• [INFORMATION GIVEN]:
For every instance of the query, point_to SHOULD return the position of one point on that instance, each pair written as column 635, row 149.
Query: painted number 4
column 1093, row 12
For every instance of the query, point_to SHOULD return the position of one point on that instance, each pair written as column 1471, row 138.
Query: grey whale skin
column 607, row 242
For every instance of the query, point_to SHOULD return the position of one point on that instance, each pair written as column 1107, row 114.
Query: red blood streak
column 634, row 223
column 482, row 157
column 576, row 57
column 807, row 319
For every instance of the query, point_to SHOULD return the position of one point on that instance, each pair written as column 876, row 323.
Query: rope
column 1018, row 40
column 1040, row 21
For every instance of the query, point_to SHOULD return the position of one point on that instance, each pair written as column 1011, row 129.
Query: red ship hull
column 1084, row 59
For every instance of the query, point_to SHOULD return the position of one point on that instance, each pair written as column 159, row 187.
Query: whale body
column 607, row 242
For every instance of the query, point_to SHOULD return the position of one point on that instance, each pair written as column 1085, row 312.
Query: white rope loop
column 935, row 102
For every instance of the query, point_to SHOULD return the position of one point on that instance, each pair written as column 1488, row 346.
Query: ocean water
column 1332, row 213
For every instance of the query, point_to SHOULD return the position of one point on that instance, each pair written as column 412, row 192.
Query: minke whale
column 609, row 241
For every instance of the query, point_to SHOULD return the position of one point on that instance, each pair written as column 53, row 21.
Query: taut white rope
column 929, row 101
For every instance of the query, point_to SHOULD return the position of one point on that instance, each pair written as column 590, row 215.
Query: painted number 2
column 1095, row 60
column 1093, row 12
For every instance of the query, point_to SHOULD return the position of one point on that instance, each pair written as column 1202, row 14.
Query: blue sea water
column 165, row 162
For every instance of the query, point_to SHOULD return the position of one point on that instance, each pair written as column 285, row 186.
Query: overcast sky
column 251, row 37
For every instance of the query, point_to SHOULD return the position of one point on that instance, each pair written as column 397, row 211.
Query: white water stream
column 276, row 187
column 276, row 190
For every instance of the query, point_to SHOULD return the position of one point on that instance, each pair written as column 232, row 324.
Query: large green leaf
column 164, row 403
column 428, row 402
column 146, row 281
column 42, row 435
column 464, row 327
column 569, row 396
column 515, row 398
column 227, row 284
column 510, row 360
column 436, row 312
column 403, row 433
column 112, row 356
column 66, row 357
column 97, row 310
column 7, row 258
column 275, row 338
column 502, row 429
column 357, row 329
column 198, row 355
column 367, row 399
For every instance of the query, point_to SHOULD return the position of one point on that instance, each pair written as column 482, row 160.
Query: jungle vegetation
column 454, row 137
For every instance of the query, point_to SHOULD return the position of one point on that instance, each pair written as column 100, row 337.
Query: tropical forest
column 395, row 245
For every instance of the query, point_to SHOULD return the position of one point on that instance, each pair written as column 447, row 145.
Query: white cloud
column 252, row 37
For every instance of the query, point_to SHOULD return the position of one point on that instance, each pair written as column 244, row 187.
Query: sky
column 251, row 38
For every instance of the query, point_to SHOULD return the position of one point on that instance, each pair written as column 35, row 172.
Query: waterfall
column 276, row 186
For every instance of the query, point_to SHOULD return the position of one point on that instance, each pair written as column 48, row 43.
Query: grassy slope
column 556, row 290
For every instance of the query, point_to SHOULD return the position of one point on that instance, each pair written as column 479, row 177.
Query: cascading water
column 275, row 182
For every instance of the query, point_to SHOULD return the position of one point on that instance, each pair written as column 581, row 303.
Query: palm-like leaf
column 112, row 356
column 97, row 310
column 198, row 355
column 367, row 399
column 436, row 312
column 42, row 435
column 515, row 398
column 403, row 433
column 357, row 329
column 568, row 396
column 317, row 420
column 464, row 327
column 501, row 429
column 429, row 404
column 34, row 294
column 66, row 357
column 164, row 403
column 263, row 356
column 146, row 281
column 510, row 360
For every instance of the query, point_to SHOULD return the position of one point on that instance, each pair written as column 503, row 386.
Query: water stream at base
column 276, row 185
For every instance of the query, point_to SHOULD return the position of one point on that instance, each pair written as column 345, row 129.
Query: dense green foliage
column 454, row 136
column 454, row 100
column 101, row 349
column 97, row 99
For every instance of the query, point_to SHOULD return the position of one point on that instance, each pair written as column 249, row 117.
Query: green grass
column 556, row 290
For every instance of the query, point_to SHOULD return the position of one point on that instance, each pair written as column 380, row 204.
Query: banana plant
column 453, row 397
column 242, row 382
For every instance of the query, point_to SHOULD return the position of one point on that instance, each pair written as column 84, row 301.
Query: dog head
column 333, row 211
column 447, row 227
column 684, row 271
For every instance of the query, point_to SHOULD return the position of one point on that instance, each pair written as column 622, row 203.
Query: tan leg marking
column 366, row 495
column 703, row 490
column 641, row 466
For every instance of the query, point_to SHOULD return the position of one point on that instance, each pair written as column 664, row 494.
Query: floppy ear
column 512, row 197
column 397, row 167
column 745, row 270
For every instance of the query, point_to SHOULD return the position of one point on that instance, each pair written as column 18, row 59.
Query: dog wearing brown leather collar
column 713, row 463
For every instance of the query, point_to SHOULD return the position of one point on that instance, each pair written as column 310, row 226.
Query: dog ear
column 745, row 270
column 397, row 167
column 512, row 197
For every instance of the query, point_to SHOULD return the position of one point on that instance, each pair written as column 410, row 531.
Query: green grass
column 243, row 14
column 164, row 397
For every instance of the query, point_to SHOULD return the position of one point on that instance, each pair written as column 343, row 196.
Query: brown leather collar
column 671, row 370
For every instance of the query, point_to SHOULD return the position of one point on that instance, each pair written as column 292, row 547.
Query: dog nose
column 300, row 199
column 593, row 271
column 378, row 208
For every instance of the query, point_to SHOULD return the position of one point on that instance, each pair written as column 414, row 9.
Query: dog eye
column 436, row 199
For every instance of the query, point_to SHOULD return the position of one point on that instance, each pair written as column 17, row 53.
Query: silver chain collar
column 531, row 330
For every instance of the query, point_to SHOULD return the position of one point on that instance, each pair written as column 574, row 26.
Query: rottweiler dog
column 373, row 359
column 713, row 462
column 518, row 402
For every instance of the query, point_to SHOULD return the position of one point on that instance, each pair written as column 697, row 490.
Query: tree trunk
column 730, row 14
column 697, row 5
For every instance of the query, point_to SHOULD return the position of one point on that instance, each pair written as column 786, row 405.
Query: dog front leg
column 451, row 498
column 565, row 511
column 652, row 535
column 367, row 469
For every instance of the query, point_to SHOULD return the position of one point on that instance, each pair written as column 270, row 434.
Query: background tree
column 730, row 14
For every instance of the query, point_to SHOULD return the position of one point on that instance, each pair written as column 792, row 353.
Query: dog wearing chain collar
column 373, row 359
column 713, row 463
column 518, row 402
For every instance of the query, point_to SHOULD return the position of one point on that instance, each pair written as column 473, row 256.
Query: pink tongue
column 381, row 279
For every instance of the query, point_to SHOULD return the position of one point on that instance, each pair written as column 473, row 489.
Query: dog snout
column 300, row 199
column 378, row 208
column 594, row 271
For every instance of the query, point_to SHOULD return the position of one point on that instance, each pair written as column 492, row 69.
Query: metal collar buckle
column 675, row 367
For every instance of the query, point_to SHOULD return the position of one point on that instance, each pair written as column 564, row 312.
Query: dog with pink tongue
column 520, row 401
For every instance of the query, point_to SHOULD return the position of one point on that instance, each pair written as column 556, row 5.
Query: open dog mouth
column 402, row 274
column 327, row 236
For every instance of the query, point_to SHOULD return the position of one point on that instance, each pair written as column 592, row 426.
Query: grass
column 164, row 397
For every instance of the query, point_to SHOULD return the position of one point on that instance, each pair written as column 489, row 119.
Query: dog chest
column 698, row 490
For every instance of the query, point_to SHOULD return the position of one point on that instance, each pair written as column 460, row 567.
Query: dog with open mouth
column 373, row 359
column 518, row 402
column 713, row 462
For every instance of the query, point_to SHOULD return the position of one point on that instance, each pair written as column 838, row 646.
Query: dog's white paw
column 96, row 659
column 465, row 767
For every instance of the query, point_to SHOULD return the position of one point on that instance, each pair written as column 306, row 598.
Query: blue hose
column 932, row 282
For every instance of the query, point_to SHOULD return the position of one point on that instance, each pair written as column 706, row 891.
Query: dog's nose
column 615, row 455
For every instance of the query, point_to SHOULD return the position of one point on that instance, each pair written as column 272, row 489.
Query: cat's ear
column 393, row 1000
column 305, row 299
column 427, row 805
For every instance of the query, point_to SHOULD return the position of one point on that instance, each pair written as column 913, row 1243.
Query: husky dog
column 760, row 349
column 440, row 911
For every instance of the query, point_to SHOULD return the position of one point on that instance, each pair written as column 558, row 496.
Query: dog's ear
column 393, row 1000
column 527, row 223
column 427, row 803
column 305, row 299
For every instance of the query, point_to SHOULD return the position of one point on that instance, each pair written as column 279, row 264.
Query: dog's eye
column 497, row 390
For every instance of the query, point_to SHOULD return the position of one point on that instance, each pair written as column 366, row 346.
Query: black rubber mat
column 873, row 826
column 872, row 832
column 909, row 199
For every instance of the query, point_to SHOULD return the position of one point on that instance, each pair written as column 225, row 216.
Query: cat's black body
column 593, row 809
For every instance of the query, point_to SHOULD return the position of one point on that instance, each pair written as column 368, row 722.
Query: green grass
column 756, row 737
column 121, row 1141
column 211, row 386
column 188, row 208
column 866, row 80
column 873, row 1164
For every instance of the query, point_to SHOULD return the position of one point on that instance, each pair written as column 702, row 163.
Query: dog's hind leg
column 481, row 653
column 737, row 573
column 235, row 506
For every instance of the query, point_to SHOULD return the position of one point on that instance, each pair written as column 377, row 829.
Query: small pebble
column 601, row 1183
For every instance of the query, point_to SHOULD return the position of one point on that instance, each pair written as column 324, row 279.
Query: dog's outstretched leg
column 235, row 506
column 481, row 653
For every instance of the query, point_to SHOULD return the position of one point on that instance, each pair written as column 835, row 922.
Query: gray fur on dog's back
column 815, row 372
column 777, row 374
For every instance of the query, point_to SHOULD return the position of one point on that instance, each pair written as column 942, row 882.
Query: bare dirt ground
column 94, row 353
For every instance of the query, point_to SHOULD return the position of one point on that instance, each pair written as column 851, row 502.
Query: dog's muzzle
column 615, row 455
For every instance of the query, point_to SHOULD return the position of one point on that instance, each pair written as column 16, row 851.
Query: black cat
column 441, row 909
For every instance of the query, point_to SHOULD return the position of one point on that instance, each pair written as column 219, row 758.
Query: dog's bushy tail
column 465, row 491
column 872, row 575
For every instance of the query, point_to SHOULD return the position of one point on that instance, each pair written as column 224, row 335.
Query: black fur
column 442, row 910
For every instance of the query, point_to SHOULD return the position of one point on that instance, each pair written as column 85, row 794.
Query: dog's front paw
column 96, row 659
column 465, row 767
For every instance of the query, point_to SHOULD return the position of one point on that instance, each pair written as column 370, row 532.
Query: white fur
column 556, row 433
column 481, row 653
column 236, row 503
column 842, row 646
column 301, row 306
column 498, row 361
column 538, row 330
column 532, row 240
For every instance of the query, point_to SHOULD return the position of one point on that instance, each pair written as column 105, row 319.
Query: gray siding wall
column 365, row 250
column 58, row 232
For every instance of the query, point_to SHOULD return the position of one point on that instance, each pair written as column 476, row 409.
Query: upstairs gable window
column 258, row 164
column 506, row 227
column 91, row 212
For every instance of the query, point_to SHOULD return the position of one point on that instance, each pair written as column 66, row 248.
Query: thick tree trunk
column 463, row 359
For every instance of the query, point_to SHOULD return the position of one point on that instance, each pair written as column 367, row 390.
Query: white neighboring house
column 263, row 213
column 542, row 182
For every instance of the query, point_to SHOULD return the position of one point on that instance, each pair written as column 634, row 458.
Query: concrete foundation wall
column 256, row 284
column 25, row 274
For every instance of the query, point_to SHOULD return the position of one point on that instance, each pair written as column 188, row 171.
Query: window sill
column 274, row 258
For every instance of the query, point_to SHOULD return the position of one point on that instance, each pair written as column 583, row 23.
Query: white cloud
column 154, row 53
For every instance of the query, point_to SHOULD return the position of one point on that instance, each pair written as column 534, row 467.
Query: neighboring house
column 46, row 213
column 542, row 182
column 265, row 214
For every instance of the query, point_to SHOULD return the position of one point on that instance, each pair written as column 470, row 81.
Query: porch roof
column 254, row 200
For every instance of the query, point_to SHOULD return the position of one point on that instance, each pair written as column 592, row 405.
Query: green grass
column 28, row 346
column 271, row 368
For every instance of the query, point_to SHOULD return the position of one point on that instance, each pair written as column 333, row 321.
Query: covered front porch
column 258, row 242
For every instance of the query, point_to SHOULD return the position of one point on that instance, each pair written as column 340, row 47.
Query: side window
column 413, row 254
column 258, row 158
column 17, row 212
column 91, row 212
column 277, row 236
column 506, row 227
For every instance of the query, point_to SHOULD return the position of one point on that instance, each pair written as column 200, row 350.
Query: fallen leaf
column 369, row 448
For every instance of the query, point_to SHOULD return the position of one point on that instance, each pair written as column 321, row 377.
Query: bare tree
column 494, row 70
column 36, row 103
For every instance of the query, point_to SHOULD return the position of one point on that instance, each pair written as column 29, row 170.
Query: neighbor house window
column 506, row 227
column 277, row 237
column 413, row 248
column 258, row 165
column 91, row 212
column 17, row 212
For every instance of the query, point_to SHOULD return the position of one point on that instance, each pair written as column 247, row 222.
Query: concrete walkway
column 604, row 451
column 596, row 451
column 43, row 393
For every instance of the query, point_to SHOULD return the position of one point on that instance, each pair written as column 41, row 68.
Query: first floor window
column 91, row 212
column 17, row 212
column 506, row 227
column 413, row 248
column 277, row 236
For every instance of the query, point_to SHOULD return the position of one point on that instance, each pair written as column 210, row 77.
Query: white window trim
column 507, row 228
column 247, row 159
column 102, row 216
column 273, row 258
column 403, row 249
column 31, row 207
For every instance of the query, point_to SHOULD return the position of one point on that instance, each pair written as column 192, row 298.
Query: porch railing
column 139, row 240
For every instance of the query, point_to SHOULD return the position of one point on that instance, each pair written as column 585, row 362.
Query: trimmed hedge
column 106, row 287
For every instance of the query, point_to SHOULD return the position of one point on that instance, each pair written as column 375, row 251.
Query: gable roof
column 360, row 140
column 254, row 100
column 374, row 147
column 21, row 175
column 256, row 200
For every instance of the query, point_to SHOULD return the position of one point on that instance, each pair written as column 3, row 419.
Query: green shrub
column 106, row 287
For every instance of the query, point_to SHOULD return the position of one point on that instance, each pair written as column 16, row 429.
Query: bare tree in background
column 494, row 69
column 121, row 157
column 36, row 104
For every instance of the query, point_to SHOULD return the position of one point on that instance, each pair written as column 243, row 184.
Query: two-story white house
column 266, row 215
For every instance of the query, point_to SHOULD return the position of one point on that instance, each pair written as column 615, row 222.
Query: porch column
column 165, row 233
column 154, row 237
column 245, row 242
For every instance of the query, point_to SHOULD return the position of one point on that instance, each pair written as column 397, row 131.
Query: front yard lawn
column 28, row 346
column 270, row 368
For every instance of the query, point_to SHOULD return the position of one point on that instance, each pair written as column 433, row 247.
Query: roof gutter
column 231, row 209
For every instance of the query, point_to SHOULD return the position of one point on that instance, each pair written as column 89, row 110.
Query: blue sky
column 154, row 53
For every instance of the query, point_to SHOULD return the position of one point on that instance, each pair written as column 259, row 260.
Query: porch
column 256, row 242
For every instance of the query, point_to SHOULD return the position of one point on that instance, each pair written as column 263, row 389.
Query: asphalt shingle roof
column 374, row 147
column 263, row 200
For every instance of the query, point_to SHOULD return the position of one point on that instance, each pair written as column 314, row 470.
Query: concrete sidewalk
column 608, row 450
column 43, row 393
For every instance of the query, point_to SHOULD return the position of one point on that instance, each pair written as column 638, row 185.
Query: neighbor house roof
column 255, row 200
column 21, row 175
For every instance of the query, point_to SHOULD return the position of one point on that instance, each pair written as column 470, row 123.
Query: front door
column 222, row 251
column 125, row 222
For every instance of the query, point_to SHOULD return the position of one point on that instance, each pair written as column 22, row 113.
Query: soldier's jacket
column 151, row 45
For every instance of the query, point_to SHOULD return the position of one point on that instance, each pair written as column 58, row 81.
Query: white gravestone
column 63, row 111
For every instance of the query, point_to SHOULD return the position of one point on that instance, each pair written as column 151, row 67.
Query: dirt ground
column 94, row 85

• [WHAT YOU NEED TO DO]:
Your task is to write out the lines from the one with "470, row 123." through the end of the records, exactly and with nothing added.

• [RESPONSE TO THIS TASK]:
For every instance of the query, point_to SHOULD return the position of one point on that instance, each pair written as column 470, row 123.
Query: front door
column 222, row 251
column 125, row 222
For every instance of the query, point_to SHOULD return the position of one point on that instance, each pair written as column 22, row 113.
Query: soldier's jacket
column 151, row 45
For every instance of the query, point_to SHOULD return the position of one point on that instance, each pair written as column 58, row 81.
Query: white gravestone
column 63, row 111
For every instance of the query, point_to SHOULD return the position of one point on that instance, each pair written as column 151, row 67.
Query: dirt ground
column 94, row 85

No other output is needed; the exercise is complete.